Records:

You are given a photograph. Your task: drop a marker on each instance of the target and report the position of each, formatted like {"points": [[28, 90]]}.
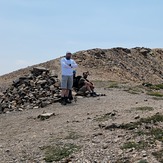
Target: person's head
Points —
{"points": [[85, 75], [74, 73], [68, 55]]}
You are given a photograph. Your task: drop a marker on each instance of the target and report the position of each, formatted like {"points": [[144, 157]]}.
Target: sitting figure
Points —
{"points": [[86, 86]]}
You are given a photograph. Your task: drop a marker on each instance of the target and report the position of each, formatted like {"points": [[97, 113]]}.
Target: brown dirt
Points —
{"points": [[22, 135]]}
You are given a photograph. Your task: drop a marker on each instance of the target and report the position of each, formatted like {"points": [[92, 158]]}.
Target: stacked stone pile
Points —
{"points": [[38, 89]]}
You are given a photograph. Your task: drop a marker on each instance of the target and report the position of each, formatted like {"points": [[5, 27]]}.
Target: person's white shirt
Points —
{"points": [[67, 66]]}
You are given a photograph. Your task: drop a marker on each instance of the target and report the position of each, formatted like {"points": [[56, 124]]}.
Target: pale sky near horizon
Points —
{"points": [[34, 31]]}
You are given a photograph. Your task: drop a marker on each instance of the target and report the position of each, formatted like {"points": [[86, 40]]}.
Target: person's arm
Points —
{"points": [[64, 64], [74, 64], [88, 83]]}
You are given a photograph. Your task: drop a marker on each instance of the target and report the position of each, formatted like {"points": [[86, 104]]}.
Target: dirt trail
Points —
{"points": [[22, 135]]}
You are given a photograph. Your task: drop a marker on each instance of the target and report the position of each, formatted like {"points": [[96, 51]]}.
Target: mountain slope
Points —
{"points": [[136, 64]]}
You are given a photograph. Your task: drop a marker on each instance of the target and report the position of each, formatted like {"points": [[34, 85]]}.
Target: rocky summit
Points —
{"points": [[125, 126], [38, 89], [119, 64]]}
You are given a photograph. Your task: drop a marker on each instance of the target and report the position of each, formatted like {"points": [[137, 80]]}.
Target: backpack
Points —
{"points": [[76, 82]]}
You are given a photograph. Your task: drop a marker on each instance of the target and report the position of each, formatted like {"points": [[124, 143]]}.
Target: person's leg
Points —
{"points": [[69, 86], [64, 89]]}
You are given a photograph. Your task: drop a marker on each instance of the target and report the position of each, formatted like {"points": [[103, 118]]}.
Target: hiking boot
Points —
{"points": [[68, 101], [93, 94], [63, 101]]}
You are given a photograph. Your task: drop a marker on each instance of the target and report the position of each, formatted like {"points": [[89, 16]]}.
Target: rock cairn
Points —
{"points": [[38, 89]]}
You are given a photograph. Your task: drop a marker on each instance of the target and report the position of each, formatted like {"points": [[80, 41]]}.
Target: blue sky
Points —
{"points": [[34, 31]]}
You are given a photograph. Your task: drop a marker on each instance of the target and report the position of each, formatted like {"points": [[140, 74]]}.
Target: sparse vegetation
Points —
{"points": [[156, 94], [134, 90], [137, 146], [105, 117], [144, 108], [72, 135], [57, 153], [113, 85], [155, 87], [143, 161]]}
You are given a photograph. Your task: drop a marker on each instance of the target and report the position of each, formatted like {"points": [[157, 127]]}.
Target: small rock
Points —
{"points": [[137, 117]]}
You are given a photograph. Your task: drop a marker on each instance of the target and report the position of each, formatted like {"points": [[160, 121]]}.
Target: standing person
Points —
{"points": [[67, 66], [85, 85]]}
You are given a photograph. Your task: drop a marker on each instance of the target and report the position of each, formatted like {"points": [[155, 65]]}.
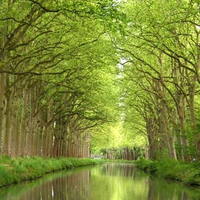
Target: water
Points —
{"points": [[104, 182]]}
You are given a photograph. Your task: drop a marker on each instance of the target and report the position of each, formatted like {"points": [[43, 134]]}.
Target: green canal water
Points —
{"points": [[110, 181]]}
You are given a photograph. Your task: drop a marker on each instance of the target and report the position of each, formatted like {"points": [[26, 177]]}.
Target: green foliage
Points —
{"points": [[20, 169], [188, 173]]}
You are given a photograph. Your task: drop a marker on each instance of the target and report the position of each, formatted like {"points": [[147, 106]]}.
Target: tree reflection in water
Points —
{"points": [[106, 182]]}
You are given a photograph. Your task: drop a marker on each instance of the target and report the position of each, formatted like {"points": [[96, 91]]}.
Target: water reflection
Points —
{"points": [[105, 182]]}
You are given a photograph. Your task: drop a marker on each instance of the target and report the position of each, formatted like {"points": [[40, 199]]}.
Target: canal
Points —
{"points": [[112, 181]]}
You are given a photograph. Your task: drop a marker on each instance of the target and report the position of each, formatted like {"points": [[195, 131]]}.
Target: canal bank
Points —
{"points": [[110, 181], [15, 170], [187, 173]]}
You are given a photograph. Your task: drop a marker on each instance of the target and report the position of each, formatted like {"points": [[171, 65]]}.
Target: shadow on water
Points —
{"points": [[105, 182]]}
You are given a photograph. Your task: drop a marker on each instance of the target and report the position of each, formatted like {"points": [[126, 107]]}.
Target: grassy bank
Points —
{"points": [[188, 173], [14, 170]]}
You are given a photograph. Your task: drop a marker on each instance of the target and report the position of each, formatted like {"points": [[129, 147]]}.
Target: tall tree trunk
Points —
{"points": [[2, 107]]}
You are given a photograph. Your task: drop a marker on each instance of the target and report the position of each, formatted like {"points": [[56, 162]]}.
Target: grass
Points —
{"points": [[188, 173], [14, 170]]}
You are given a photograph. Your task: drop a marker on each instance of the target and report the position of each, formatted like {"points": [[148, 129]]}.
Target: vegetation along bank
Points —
{"points": [[15, 170], [188, 173]]}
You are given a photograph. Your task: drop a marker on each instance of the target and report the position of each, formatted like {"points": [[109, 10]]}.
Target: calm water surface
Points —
{"points": [[105, 182]]}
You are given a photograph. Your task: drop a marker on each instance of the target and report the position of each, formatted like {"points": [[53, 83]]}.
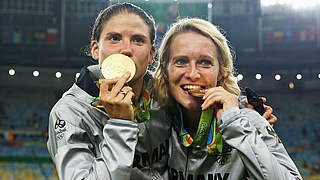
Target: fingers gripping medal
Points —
{"points": [[117, 65], [207, 125]]}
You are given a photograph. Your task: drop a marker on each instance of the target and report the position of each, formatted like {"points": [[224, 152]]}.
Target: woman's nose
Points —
{"points": [[193, 72], [126, 48]]}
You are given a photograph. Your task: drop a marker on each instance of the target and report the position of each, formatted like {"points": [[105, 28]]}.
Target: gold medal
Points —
{"points": [[117, 65]]}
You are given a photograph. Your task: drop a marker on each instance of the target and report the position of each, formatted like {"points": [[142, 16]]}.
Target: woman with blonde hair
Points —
{"points": [[212, 138]]}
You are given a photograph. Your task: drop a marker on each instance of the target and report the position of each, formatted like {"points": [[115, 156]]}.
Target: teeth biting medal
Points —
{"points": [[116, 65]]}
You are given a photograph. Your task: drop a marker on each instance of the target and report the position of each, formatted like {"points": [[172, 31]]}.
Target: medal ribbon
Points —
{"points": [[207, 124]]}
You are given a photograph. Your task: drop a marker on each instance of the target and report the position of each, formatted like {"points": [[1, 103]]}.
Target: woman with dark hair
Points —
{"points": [[108, 128], [97, 138]]}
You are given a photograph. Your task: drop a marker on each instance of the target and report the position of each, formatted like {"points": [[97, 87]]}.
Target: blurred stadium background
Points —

DESCRIPTION OF THE TASK -> Print all of the records shown above exactly, leaving out each picture.

SOLVED EXERCISE ->
You are given a photograph. Your task: drop a marker on each instance of the target and report the position of each, formatted like {"points": [[28, 90]]}.
Target: person's head
Points —
{"points": [[85, 75], [74, 73], [68, 55]]}
You are given a photograph. Your task: drop a marker on each instance of the target and report the position of each, formatted like {"points": [[144, 157]]}.
Target: sitting figure
Points —
{"points": [[86, 86]]}
You are given a photograph. Your task: drop a marker on each instance of the target and report the position of each, formatted like {"points": [[97, 113]]}.
Target: brown dirt
Points —
{"points": [[22, 135]]}
You are given a photograph. Your task: drop a marker on each instance of the target and report the position of each, formatted like {"points": [[92, 158]]}.
Target: stacked stone pile
Points —
{"points": [[38, 89]]}
You are given a photograph. Your task: drop a marker on each instance of the target and report the position of each, formatted like {"points": [[5, 27]]}.
Target: person's white shirt
Points —
{"points": [[67, 66]]}
You are given a photograph. Your task: drop a marker on each instance of the target and report the position of each, formatted like {"points": [[56, 124]]}.
Target: pale sky near horizon
Points —
{"points": [[34, 31]]}
You are given a photograph. Your task: drop a marker on each instance of the target and report the position of each, formatted like {"points": [[86, 40]]}.
Target: person's arm
Points —
{"points": [[64, 64], [74, 64], [88, 83]]}
You are given a photograph. Your task: drop a marker on each instance of the target and report the position of each, formatted like {"points": [[86, 104]]}.
Target: dirt trail
Points —
{"points": [[22, 135]]}
You are given a photograph. Your task: drop a marker on each instance of the target and report the position of each, formatted like {"points": [[96, 51]]}.
Target: mountain slope
Points —
{"points": [[136, 64]]}
You are given a photograph. Your task: drop a marker on each instance of the target and report the position of each, formatted like {"points": [[34, 85]]}.
Target: rocky summit
Points —
{"points": [[125, 126], [38, 89], [119, 64]]}
You are given a photograph. Your task: drop a marker on each instance of the target and report the position of each, formatted like {"points": [[137, 80]]}.
Target: backpack
Points —
{"points": [[76, 82]]}
You are given a photograph. Your task: drop a marker on each instance of the target and report the position of each, formatted like {"points": [[124, 143]]}.
Target: person's leg
Points —
{"points": [[69, 86], [64, 89]]}
You are given a photograph. Your task: drop a marker on each instance of the target and report the position of each, formatted like {"points": [[103, 118]]}.
Target: hiking boot
Points —
{"points": [[68, 101], [93, 94], [63, 101]]}
You are given a photograph. Your task: drop a marker on each instance of the target and report the position of each, formatted like {"points": [[89, 16]]}.
Target: rock cairn
Points —
{"points": [[38, 89]]}
You are given a photograph. Your task: drop a marker on each instance of the target and report the position of each, formatted like {"points": [[80, 41]]}.
Target: blue sky
Points —
{"points": [[34, 31]]}
You are given a photograph. Your task: drop a marker on each instance of the target and report the position of each, formatted like {"points": [[140, 74]]}.
Target: sparse vegetation
Points —
{"points": [[156, 94], [134, 90], [137, 146], [105, 117], [144, 108], [72, 135], [57, 153], [113, 85], [155, 87], [143, 161]]}
You are given a photograph. Your task: drop a marker on each instance of the target and report the position of each, formatted like {"points": [[157, 127]]}.
Target: small rock
Points —
{"points": [[137, 117]]}
You are given a photograph. Your task: drop a marker on each instance of the target and report the position of each, formatted like {"points": [[160, 121]]}.
Target: standing person
Points —
{"points": [[67, 66], [85, 85]]}
You are given a photograph. Your task: drop a marker on each instance of the target and report the position of each, formatted like {"points": [[155, 65]]}.
Target: water
Points —
{"points": [[104, 182]]}
You are given a photograph. Your task: drop a marker on each instance of the target and report the position of each, formatted like {"points": [[43, 134]]}.
Target: green canal water
Points —
{"points": [[110, 181]]}
You are given a photograph. Your task: drop a marker on each instance of the target and report the position of each, formatted like {"points": [[26, 177]]}.
Target: green foliage
Points —
{"points": [[20, 169], [188, 173]]}
You are given a photograph. Your task: drop a marker on each instance of the target and report the position of each, formatted like {"points": [[147, 106]]}.
Target: tree reflection in water
Points —
{"points": [[106, 182]]}
You are given a photograph. Your task: drop a marker on each instance of the target and report the position of each, formatted like {"points": [[96, 91]]}.
Target: water reflection
Points —
{"points": [[105, 182]]}
You are given a photograph. Your task: drop a marker on each instance of the target and report the position of each, formatted like {"points": [[40, 199]]}.
Target: canal
Points —
{"points": [[112, 181]]}
You are given a photograph. Your task: drop a marker on each instance of the target and report the position of each, formatted like {"points": [[195, 131]]}.
Target: canal bank
Points —
{"points": [[110, 181], [15, 170], [187, 173]]}
You are given a photograph. Your task: drop a marker on each instance of the target and report the position of each, formatted like {"points": [[171, 65]]}.
Target: shadow on water
Points —
{"points": [[105, 182]]}
You are given a photograph. Your task: drop a marker on each instance of the target and report the position of each, formatted like {"points": [[126, 107]]}.
Target: grassy bank
Points —
{"points": [[188, 173], [14, 170]]}
You are given a photograph. Your task: drop a marker on each instance of the target and report the position of each, formatted like {"points": [[129, 147]]}.
Target: tall tree trunk
Points —
{"points": [[2, 107]]}
You are given a photograph. Your task: drop a marker on each instance of the target and report the position of each, formatted like {"points": [[56, 162]]}.
Target: grass
Points —
{"points": [[188, 173], [14, 170]]}
You are given a photograph. Your task: drop a marker on each instance of the target and report the position of each, formatted like {"points": [[148, 129]]}.
Target: vegetation along bank
Points —
{"points": [[15, 170], [188, 173]]}
You are given a photograph. Your task: drop a marker on each instance of the target and report the position of each, formatted like {"points": [[109, 10]]}.
Target: calm water surface
Points —
{"points": [[105, 182]]}
You are given a photograph. Your task: drop a marker on each instance of the target and report the position of each, formatted like {"points": [[53, 83]]}.
Target: fingers gripping medal
Points —
{"points": [[117, 65], [207, 125]]}
You are given a photograph. Your task: drop a marker on each instance of the target and report the position of each, formatted like {"points": [[224, 152]]}.
Target: woman's nose
Points —
{"points": [[193, 72], [126, 48]]}
You are given a photograph. Your task: drop a marker on each instance of the target and report the position of each, formatted like {"points": [[105, 28]]}.
Target: gold medal
Points —
{"points": [[117, 65]]}
You are given a photograph. Your task: drop a marker on each instance of the target and report the position of each, formatted like {"points": [[142, 16]]}.
Target: woman with blonde hair
Points —
{"points": [[212, 138]]}
You are given a photograph. Your task: drop a marker on each instance of the target and report the position of each, formatted like {"points": [[115, 156]]}.
Target: teeth biting medal
Points —
{"points": [[116, 65]]}
You are given a photograph. Your task: drop a marker on each instance of the target and report the position of each, formatted like {"points": [[172, 31]]}.
Target: medal ribbon
Points —
{"points": [[207, 124]]}
You are given a photograph. Your task: drop a marker on each instance of the target and report the position of each, formatted like {"points": [[1, 103]]}.
Target: woman with dark hair
Points —
{"points": [[108, 128], [97, 138]]}
You are given a photograph. Your task: drop a marker on each instance of the target and report the position of each, formatted like {"points": [[97, 87]]}.
Target: blurred stadium background
Points —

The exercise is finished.